BEGIN

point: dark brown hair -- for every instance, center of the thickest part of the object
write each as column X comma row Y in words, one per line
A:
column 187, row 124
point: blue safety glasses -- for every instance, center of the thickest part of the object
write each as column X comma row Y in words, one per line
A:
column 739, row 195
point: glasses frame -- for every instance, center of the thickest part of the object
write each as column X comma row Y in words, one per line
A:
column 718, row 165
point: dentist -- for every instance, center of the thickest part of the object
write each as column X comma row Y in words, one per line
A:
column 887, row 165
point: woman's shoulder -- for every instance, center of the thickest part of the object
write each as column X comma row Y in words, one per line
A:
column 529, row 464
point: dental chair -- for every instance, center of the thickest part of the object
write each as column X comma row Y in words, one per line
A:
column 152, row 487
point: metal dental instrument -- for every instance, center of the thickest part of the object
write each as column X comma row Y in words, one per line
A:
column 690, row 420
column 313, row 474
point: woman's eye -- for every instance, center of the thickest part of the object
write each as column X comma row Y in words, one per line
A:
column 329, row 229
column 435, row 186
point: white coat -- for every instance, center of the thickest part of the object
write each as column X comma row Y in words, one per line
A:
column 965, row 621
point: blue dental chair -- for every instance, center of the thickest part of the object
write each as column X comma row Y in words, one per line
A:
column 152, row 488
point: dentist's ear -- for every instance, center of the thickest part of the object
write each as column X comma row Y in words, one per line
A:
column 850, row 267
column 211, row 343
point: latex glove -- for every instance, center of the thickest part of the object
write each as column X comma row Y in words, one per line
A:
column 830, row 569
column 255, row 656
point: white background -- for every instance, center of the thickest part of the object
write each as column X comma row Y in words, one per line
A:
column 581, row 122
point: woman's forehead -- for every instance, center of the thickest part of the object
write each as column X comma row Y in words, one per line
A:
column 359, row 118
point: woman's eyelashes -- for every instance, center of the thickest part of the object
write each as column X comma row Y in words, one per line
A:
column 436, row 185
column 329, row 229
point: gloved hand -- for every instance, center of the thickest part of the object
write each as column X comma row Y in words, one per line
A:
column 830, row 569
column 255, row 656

END

▶ [TASK DIRECTIONS]: Render the data starting at the line containing "point: woman's eye -- for" and ending at the line containing "column 581, row 122" as a two-column CSV with the header input,output. Each row should hold one text in input and its full answer in output, with both fields quoted and every line break turned into a space.

▶ [SOLUTION BELOW]:
input,output
"point: woman's eye -- for every instance, center of the thickest part of the object write each as column X comma row Y in words, one per line A:","column 329, row 229 column 435, row 186"
"point: white coat -- for every instance, center of the thickest part of the object write each as column X comma row Y in words, one per line A:","column 965, row 621"
"point: blue dental chair -- for every instance, center of the thickest part of the object write each as column X comma row Y in words, one per line A:","column 152, row 488"
"point: dentist's ear -- for every instance, center of the thickest part of the object write each as column X comma row Y in words, one per line A:","column 850, row 267 column 211, row 343"
"point: latex glove -- for every instance, center of the thickest part of the object write each as column X comma row Y in words, one per line A:","column 830, row 569 column 255, row 656"
"point: white background -- for every instance, center of the thickest part of the object write each as column X comma row Y in words, one per line A:","column 581, row 122"